Some records
----------------------------------------

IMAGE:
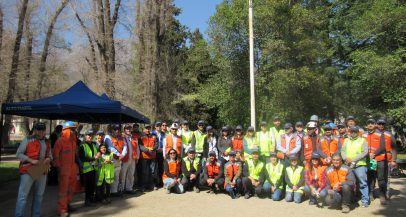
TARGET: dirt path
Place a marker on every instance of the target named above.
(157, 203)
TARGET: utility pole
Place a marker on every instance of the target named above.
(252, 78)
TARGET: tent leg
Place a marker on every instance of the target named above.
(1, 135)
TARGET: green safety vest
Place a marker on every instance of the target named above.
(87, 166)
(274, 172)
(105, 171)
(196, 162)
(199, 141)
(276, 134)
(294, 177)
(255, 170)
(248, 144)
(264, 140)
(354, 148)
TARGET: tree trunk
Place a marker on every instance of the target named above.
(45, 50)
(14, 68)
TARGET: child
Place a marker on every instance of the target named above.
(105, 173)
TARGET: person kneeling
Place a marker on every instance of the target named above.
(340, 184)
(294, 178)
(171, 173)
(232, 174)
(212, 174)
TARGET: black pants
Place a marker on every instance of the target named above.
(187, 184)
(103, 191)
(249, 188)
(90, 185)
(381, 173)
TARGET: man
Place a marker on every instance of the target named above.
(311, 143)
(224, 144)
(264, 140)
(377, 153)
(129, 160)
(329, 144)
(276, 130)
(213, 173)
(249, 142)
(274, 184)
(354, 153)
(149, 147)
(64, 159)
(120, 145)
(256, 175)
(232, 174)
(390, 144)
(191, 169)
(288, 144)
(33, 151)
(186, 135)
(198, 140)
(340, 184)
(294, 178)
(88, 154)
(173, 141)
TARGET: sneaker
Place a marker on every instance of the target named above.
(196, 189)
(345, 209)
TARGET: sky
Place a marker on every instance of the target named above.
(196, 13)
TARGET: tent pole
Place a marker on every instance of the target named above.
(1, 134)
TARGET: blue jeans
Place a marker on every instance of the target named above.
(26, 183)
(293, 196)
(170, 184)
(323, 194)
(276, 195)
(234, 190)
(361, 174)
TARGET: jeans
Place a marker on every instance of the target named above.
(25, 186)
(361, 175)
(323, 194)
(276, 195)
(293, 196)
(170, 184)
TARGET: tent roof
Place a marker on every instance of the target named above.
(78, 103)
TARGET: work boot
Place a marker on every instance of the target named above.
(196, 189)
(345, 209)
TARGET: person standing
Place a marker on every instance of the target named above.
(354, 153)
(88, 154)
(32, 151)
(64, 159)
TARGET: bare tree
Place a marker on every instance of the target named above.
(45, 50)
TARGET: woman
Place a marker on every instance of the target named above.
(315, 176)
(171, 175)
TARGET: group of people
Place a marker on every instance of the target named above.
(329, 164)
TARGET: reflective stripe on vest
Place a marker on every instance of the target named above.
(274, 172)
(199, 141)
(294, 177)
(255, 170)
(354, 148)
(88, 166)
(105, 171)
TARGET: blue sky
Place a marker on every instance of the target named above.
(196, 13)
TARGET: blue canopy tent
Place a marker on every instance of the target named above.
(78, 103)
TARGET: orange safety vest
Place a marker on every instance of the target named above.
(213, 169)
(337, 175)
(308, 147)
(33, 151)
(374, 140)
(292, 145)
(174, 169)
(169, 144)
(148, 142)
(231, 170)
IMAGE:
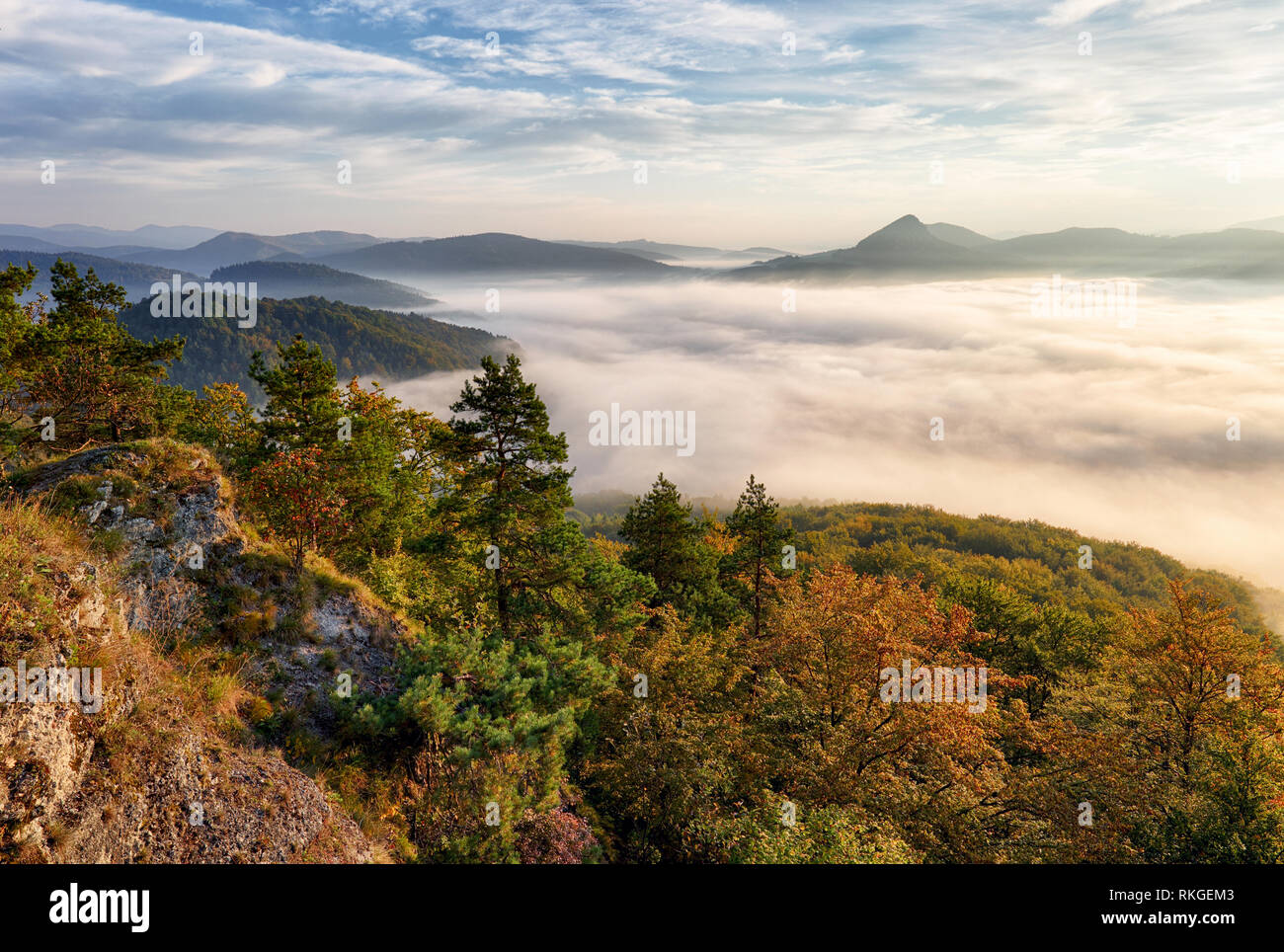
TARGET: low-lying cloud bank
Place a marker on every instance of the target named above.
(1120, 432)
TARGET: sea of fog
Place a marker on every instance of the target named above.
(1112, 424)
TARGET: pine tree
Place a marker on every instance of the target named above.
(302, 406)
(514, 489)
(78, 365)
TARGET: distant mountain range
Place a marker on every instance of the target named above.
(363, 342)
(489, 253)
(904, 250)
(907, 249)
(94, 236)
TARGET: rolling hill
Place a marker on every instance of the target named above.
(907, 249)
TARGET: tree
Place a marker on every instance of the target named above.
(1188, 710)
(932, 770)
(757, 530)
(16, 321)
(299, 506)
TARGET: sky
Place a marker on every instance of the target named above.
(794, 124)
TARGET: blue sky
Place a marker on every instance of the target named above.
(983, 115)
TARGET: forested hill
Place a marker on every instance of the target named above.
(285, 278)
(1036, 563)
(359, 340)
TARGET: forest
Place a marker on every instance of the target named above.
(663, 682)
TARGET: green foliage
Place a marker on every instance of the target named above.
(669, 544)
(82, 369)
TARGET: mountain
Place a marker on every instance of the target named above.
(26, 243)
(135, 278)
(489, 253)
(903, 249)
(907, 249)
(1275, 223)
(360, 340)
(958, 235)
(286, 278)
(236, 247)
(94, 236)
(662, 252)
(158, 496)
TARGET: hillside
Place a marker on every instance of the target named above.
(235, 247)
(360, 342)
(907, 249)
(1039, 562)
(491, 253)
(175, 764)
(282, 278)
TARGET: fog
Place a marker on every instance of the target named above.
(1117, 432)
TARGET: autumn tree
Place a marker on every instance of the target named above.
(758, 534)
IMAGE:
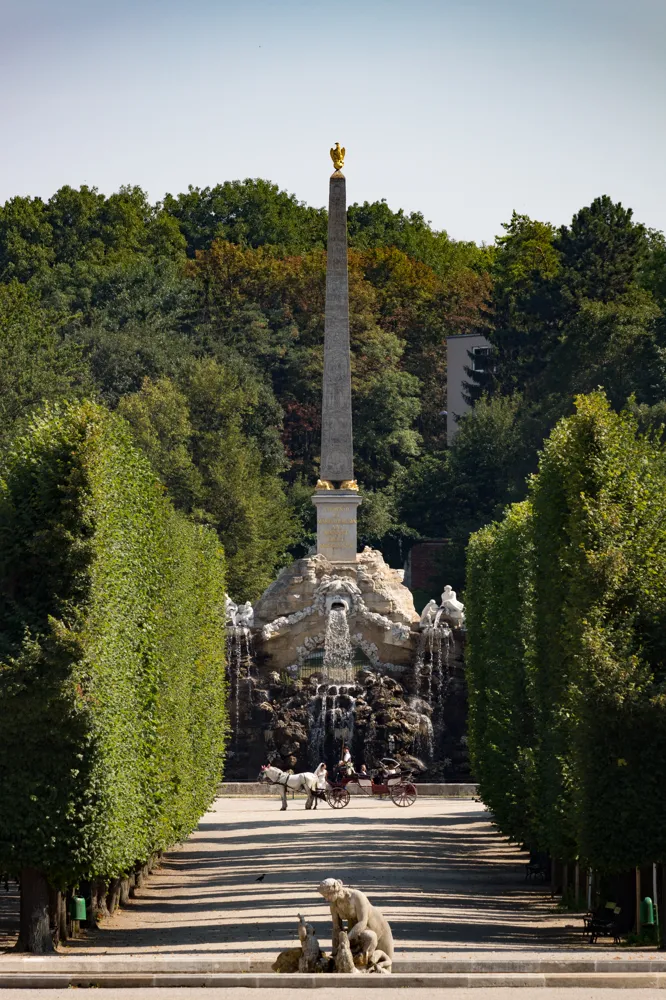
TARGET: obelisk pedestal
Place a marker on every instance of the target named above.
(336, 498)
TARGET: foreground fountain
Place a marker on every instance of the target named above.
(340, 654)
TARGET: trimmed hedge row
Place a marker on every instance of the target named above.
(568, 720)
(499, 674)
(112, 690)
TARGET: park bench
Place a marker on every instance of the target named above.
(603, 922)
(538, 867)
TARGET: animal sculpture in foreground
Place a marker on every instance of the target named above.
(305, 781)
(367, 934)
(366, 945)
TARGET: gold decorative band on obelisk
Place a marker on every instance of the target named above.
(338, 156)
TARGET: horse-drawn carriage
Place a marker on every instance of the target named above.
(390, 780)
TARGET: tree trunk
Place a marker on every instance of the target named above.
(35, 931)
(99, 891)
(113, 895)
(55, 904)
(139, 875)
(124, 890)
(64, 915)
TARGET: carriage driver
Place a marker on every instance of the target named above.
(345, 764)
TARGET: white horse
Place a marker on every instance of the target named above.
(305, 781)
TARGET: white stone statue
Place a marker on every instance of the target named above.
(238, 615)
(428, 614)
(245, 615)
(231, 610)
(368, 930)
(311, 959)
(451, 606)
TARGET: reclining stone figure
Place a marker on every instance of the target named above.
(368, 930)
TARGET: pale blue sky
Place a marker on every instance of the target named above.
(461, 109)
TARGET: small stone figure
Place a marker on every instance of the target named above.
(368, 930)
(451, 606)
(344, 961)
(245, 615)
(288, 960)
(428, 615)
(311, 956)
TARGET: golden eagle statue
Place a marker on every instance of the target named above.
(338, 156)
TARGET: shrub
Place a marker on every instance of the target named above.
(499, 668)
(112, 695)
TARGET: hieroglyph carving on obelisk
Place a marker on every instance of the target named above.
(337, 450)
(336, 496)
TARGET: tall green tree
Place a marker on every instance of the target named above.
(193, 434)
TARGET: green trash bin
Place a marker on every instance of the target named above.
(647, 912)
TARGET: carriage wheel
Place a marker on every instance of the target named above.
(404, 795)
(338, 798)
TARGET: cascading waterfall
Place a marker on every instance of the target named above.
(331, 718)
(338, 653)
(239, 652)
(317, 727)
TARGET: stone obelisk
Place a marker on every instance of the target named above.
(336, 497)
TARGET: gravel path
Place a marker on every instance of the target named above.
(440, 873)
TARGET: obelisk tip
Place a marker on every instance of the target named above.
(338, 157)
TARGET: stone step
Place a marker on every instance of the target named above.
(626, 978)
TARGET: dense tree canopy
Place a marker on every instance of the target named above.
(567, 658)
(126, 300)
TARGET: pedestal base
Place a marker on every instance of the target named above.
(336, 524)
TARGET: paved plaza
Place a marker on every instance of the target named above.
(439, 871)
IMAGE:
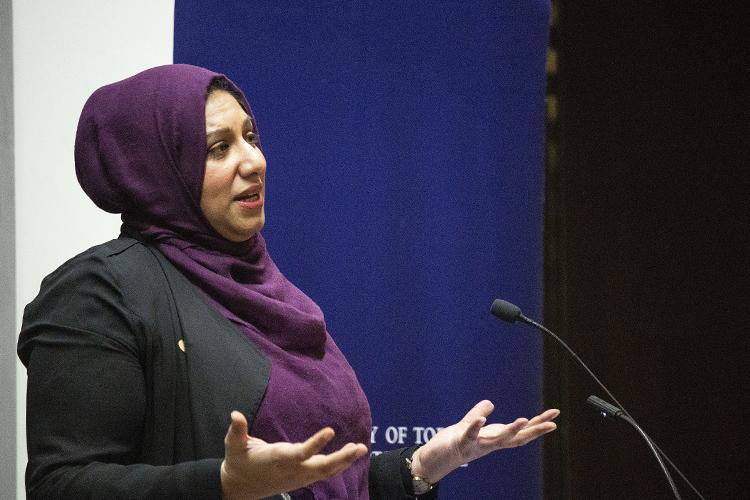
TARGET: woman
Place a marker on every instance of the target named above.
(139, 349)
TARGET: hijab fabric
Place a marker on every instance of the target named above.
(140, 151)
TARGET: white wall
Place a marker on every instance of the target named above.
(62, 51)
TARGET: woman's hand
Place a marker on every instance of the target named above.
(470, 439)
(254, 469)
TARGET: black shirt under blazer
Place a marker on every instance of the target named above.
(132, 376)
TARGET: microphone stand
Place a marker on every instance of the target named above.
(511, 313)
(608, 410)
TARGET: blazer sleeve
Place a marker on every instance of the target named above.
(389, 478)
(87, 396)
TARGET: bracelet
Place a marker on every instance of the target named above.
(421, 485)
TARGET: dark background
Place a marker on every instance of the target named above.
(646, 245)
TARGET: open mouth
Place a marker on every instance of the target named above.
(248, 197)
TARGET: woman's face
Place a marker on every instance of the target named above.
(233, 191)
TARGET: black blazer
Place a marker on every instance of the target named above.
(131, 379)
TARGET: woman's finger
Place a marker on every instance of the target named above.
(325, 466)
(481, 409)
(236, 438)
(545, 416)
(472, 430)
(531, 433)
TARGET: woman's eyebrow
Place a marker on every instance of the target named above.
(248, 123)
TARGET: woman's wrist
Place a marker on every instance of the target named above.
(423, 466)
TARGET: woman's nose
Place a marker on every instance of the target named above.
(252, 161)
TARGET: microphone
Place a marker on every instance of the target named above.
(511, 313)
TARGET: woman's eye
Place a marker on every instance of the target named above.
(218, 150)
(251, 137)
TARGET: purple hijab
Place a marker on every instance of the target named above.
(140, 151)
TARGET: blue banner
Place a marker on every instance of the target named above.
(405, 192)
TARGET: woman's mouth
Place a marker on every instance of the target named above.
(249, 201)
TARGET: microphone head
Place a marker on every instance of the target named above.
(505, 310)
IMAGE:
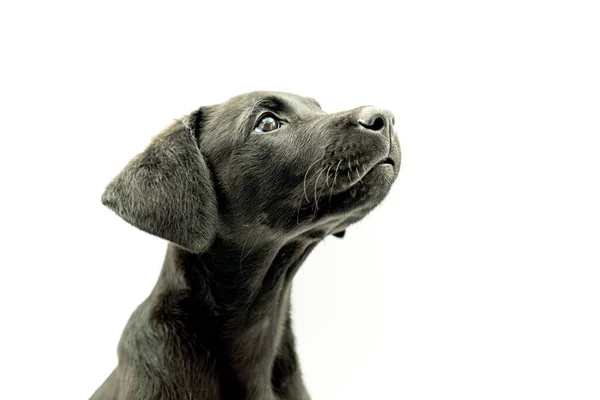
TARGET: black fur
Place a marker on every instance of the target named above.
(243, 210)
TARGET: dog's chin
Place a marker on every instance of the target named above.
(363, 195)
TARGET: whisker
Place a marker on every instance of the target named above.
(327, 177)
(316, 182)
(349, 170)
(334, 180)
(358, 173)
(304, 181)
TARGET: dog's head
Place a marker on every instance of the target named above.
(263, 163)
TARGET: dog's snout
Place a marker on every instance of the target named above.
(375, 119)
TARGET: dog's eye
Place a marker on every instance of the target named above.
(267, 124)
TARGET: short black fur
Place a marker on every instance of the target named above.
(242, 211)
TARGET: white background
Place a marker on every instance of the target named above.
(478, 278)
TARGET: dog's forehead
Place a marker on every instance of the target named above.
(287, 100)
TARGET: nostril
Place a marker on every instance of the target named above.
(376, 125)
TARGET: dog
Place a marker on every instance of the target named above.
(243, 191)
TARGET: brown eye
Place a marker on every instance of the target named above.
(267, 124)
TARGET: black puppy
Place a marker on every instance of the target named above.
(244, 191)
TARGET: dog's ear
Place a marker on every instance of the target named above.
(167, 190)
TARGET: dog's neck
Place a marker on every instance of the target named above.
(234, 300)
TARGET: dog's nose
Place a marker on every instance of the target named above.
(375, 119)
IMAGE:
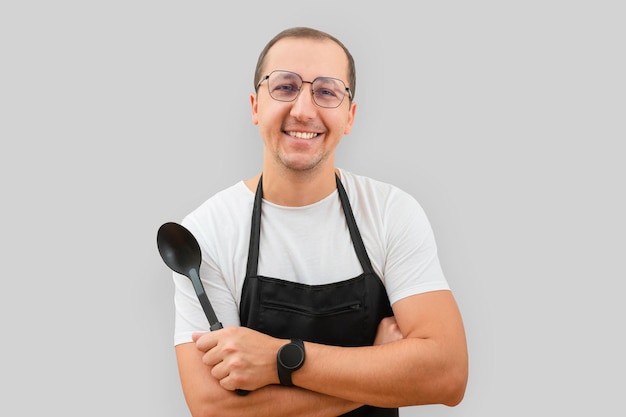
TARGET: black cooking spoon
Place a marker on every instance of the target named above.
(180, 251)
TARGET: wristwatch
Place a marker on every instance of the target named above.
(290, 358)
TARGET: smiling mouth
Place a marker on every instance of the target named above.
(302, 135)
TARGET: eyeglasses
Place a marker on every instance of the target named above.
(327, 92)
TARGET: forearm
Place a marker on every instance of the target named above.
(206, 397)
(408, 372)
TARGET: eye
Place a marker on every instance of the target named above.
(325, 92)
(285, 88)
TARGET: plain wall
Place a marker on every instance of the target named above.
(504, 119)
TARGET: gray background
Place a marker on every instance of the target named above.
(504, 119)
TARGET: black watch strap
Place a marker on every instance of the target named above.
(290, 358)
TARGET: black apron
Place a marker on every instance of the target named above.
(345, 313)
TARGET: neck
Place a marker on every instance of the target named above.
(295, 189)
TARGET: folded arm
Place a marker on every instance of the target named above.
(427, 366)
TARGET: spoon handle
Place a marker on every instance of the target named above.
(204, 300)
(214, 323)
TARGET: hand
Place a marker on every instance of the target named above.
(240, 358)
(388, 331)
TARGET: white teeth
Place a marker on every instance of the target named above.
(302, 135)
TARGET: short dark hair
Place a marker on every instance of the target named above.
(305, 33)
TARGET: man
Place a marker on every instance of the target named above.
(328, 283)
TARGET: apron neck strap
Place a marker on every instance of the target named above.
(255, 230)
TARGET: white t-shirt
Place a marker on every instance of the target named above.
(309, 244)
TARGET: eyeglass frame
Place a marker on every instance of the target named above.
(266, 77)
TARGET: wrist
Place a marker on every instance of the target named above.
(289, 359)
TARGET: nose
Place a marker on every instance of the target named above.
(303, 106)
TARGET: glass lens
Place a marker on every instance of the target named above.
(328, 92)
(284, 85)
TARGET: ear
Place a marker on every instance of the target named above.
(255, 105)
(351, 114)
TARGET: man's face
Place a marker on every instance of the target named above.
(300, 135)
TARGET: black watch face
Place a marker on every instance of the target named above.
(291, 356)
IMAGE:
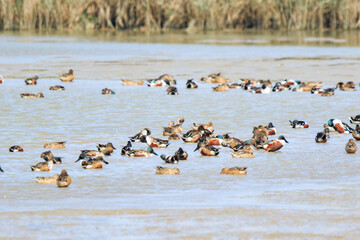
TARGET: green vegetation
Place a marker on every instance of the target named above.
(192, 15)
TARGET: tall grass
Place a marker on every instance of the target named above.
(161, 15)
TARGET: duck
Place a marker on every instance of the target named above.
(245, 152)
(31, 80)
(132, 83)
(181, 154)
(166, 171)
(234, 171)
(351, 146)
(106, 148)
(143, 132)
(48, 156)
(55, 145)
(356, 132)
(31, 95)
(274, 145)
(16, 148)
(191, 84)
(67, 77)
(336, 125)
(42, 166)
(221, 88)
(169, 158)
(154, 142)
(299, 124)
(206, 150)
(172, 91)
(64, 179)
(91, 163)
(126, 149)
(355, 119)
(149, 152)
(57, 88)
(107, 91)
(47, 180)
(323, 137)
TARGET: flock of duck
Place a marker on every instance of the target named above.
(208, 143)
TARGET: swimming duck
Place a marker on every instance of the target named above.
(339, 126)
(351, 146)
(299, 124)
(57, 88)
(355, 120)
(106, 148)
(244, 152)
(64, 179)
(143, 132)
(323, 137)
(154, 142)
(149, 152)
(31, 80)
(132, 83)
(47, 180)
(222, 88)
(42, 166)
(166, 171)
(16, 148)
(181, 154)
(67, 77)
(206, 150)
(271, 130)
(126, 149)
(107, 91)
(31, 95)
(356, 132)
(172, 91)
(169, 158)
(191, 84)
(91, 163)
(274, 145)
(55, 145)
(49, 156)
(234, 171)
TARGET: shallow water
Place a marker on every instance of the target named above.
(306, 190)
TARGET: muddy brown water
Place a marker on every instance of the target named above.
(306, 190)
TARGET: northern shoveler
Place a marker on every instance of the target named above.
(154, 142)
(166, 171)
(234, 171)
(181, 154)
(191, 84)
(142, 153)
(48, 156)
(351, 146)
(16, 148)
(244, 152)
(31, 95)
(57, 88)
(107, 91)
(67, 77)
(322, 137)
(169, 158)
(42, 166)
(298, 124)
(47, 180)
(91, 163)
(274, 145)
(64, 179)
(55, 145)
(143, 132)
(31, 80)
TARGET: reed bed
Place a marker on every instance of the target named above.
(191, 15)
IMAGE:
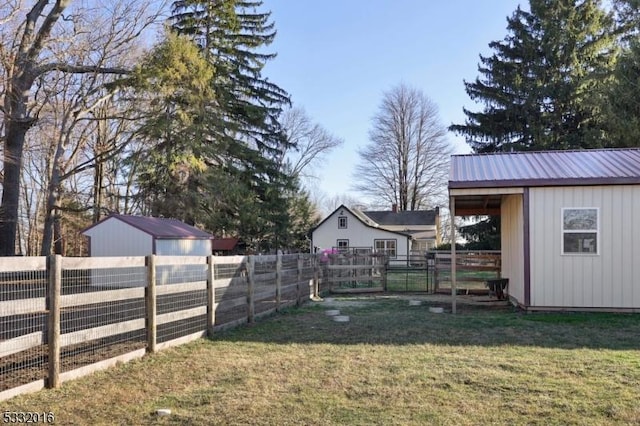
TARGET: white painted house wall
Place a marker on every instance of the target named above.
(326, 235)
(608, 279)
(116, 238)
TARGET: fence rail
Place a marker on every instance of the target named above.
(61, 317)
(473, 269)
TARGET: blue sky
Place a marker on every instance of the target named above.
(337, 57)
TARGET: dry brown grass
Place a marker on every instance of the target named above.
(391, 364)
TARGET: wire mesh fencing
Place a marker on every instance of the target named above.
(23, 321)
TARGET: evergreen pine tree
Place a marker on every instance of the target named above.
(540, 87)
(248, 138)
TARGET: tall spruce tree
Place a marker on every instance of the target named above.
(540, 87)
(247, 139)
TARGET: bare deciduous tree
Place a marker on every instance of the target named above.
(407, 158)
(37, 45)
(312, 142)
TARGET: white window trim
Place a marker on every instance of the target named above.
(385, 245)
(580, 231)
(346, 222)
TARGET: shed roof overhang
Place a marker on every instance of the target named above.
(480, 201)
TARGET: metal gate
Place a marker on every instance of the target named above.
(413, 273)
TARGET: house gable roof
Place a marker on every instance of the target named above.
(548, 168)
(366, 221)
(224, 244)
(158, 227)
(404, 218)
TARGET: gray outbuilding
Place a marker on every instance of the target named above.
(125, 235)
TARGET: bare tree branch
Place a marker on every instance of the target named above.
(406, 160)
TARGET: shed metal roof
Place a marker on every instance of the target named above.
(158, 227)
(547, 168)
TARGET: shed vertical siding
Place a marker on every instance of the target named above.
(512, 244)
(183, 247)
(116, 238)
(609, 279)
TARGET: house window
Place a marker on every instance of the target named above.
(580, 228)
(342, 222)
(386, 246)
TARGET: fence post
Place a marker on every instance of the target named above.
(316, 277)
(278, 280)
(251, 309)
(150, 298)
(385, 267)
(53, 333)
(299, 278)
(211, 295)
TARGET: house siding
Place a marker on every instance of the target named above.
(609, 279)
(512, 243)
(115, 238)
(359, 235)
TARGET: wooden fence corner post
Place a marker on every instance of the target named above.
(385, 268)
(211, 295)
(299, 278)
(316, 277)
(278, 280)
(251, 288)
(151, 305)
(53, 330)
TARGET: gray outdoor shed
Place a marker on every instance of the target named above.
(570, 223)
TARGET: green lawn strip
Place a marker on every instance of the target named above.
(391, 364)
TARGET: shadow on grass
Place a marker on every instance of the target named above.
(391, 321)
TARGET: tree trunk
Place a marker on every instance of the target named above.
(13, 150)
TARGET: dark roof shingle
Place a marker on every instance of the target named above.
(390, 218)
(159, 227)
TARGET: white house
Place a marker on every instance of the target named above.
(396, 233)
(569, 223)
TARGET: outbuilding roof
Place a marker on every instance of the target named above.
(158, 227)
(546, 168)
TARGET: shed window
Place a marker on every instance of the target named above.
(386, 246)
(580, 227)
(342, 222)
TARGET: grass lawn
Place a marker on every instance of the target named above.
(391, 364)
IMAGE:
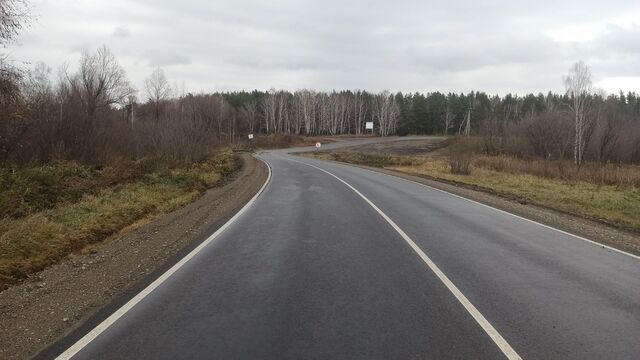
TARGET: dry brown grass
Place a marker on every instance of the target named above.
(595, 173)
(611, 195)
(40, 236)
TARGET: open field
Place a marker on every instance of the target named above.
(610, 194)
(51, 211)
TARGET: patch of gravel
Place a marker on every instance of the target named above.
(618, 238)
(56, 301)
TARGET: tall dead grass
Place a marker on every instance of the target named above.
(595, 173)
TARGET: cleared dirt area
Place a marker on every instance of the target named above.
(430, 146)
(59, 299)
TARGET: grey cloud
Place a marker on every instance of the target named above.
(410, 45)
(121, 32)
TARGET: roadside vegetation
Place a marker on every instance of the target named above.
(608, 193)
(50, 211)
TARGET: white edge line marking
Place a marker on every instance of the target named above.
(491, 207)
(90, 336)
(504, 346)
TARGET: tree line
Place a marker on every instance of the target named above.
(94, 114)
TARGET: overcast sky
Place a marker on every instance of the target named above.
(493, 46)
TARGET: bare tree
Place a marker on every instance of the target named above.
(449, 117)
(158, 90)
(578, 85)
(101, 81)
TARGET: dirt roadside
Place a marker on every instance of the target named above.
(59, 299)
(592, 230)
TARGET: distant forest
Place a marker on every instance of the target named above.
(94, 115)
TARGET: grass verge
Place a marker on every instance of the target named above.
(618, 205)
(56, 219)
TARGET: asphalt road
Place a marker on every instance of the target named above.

----------------------------------------

● Challenge:
Write out exactly the lines from the line holding "TARGET: tree line" through the last line of the data, and nothing besides those lines.

● Completed exercise:
TARGET: tree line
Place a marker on every instance of the target named above.
(94, 114)
TARGET: overcast sky
Place a marker on every instance of the target named above.
(493, 46)
TARGET: bare tree
Place a marker on every instance of the target named above.
(449, 117)
(158, 90)
(578, 85)
(101, 81)
TARGET: dirt roadside
Place a marker on every instance of the target named above.
(59, 299)
(592, 230)
TARGET: distant forest
Place a marker on every instance of the target named above.
(94, 115)
TARGET: grass verge
Place a marker on every instance of the target named above.
(618, 205)
(56, 219)
TARGET: asphalt road
Place a marker on every instance of the target named above.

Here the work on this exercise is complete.